→ SUPPLIED MATERIAL
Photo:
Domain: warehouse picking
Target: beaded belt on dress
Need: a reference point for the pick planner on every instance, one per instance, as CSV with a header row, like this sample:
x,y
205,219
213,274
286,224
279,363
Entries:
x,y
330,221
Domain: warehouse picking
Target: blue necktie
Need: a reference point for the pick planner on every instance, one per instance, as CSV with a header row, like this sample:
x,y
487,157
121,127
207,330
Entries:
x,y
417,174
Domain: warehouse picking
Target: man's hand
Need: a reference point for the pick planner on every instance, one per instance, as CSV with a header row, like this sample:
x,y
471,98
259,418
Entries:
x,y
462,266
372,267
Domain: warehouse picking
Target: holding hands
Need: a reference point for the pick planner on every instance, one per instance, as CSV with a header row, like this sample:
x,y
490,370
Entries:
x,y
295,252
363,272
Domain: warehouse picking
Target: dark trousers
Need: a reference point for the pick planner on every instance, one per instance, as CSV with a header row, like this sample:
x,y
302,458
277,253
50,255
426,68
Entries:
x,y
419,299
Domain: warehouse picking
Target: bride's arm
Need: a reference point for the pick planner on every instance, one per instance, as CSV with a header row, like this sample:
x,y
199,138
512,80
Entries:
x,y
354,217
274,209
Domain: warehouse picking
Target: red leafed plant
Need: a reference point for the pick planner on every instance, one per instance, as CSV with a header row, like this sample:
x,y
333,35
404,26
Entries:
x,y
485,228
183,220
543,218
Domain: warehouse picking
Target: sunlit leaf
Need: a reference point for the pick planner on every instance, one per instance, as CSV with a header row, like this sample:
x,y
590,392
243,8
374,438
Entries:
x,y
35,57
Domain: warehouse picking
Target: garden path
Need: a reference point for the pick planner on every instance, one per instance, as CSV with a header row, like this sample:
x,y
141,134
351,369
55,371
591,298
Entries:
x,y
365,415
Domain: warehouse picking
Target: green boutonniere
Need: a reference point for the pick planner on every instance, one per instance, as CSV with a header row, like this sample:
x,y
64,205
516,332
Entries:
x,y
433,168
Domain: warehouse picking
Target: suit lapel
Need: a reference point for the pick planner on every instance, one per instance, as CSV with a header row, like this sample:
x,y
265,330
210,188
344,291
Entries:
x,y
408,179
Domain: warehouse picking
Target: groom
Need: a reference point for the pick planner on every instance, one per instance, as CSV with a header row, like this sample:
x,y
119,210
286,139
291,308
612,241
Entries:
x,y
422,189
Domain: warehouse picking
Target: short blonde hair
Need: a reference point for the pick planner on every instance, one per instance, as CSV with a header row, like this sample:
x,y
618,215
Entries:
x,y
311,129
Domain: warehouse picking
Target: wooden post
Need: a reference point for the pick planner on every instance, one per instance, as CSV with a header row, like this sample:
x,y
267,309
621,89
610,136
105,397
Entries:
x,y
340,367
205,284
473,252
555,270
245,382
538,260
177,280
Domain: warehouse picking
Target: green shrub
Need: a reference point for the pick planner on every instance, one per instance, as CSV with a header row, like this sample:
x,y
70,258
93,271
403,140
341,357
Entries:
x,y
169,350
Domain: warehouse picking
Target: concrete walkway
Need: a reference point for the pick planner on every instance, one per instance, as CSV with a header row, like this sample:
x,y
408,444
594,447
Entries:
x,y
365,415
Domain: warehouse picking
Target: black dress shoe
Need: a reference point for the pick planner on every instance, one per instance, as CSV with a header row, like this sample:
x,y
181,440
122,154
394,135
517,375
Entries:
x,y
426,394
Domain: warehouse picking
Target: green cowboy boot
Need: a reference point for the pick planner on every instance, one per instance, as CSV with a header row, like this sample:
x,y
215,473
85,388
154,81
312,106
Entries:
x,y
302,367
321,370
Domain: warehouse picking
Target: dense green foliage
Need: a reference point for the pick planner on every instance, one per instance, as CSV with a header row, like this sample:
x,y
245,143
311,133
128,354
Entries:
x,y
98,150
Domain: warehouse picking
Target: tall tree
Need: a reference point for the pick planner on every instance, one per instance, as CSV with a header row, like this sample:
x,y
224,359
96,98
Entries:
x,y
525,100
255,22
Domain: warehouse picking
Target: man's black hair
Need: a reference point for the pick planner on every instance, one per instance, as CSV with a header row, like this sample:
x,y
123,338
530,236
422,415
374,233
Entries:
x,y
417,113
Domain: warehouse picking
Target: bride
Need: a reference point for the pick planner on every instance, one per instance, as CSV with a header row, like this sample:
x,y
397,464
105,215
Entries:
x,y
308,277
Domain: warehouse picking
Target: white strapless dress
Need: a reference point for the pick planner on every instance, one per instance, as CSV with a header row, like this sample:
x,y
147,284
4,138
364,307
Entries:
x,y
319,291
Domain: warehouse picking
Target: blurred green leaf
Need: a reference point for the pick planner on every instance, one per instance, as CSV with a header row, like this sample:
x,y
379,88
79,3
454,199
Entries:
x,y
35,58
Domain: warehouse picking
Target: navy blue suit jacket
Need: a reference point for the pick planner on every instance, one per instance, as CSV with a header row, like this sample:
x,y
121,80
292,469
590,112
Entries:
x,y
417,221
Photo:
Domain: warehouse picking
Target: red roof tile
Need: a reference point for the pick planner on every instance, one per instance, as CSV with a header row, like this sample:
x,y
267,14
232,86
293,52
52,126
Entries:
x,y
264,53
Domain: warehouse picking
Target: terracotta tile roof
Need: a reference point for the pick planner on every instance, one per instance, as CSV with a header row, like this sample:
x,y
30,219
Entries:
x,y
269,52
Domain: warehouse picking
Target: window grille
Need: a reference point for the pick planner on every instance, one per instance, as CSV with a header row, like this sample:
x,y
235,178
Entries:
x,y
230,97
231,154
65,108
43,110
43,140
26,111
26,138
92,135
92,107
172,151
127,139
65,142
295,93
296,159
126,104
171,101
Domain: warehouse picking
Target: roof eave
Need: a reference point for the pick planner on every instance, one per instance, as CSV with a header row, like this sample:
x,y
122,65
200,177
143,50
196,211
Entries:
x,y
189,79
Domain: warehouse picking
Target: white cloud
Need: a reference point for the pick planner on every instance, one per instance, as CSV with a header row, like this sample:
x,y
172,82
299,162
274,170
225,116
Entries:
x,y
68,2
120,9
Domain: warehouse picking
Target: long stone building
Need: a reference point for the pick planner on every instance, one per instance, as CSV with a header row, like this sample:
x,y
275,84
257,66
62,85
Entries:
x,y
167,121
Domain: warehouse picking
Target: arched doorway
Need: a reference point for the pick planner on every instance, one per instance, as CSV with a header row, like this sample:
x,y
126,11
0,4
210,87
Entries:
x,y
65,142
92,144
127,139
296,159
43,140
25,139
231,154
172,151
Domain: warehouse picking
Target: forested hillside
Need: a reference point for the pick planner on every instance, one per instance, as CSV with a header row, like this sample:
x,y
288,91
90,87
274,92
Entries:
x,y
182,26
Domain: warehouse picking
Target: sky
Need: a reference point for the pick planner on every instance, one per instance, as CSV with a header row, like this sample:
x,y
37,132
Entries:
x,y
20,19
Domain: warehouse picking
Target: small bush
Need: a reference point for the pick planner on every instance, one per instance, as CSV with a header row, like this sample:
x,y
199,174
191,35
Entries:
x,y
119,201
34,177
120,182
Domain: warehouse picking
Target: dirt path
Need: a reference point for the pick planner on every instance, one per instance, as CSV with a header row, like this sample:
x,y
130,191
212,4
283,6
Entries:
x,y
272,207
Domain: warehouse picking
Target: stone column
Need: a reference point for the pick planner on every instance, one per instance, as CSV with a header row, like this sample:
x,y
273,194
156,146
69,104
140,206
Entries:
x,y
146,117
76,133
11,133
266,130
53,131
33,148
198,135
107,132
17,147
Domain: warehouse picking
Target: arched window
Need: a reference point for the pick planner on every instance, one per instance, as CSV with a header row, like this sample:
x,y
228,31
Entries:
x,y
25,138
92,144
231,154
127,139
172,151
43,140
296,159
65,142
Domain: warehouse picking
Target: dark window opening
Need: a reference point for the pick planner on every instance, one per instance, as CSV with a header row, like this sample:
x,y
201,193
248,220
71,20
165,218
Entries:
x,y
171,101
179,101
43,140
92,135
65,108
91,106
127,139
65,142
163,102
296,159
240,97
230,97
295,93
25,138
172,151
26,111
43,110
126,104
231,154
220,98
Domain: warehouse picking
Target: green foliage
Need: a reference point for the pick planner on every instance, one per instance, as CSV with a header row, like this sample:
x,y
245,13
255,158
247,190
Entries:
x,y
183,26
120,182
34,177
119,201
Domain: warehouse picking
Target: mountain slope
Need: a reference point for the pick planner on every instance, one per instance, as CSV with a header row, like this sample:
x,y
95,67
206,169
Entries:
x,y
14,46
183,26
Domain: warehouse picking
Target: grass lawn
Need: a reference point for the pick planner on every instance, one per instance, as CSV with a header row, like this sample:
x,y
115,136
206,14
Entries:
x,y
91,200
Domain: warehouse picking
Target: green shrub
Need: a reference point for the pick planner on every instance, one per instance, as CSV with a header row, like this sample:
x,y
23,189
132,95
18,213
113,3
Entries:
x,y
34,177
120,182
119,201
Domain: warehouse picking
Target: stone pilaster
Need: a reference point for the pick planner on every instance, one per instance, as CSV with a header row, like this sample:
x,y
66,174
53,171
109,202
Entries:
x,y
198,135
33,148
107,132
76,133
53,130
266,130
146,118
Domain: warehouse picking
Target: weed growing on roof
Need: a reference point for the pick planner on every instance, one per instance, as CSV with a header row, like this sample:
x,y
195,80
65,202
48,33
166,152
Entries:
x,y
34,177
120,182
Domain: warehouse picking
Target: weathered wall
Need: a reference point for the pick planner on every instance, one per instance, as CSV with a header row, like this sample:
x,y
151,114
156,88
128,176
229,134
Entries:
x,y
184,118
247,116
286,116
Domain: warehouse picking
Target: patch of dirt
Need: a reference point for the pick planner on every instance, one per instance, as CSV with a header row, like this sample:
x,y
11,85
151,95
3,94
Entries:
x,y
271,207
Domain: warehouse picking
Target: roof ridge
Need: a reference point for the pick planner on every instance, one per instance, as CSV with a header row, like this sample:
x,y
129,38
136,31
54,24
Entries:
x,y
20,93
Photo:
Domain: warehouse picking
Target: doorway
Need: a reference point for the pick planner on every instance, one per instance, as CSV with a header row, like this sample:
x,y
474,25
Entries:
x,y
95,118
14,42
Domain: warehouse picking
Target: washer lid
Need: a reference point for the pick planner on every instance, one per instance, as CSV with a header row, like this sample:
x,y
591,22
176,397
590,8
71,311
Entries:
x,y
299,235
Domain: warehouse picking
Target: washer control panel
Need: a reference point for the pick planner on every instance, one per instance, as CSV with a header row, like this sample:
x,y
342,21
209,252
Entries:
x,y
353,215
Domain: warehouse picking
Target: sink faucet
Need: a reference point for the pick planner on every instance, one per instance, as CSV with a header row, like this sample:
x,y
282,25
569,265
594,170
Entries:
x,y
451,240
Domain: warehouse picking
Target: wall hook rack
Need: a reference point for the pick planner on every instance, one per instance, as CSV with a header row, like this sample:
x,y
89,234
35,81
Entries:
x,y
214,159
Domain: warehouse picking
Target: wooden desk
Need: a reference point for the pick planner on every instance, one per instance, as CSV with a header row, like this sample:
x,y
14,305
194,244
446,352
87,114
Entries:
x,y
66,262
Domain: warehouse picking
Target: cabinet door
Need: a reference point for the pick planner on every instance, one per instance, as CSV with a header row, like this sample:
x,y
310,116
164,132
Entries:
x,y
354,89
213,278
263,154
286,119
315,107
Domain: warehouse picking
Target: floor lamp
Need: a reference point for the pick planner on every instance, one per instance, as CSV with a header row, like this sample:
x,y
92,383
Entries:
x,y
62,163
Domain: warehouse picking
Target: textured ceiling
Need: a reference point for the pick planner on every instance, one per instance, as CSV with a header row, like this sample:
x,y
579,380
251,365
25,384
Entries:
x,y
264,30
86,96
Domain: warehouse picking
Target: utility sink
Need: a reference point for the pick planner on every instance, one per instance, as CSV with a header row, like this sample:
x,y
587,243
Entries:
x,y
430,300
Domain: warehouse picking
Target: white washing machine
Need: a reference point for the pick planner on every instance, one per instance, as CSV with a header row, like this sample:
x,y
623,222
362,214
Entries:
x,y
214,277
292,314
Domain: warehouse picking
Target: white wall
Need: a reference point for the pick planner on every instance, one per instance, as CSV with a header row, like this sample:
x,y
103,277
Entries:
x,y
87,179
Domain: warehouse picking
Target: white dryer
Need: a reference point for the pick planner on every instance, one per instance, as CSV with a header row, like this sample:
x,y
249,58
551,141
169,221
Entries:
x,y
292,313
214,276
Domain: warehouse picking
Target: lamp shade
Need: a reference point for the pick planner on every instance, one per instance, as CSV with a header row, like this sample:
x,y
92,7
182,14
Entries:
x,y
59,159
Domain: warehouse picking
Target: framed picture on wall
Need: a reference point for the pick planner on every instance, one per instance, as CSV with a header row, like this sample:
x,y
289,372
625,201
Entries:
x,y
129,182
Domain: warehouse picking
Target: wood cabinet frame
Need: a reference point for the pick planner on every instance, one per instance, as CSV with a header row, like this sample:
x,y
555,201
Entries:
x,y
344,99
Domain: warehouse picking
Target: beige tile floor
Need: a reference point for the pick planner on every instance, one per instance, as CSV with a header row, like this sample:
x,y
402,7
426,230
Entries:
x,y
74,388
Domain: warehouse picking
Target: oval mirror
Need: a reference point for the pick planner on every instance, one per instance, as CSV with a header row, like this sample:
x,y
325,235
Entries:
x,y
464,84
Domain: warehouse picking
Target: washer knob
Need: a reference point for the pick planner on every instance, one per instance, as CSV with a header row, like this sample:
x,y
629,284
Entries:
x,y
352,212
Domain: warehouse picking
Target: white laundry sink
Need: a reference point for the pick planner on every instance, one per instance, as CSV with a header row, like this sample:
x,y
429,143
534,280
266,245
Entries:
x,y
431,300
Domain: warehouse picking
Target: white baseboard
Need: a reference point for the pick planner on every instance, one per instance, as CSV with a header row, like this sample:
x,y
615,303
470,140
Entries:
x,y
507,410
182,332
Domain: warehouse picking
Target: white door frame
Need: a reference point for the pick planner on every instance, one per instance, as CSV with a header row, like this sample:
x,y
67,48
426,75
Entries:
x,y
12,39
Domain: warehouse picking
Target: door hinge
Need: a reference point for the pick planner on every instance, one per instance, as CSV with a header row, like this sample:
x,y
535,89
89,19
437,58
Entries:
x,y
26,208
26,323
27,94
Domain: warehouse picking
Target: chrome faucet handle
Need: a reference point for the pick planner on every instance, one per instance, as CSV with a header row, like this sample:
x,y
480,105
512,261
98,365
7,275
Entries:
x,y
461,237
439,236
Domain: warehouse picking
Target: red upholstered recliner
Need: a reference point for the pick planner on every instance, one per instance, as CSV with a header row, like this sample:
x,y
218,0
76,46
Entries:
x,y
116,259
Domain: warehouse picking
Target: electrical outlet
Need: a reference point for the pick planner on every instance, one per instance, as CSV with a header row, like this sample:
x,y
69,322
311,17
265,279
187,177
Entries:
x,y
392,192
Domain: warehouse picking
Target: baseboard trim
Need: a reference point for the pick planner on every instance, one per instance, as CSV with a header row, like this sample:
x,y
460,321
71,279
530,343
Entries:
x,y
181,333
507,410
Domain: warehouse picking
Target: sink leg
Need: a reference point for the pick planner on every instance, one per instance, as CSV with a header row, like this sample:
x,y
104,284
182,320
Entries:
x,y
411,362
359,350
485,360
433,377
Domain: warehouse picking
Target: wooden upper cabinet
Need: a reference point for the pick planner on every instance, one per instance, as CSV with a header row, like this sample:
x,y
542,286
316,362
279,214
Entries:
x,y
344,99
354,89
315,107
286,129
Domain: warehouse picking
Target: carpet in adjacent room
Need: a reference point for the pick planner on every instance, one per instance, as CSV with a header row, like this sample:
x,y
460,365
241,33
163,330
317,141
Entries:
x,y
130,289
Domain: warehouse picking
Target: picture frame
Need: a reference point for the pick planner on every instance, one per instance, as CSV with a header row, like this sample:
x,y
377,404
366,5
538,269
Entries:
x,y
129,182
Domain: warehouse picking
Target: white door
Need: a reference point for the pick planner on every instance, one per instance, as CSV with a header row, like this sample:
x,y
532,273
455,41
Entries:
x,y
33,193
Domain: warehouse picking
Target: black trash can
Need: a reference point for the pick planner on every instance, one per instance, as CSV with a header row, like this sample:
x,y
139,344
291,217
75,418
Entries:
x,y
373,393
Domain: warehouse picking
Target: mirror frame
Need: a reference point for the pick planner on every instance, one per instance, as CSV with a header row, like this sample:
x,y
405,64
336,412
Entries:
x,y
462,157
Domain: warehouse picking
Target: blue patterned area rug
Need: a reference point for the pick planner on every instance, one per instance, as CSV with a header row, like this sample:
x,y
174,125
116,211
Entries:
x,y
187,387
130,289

→ EXERCISE DESCRIPTION
Collect each line in the rows above that contains the word "wooden", and copy every one of those lines in full.

→ TASK RESULT
Target: wooden post
Target: wooden desk
Target: wooden upper cabinet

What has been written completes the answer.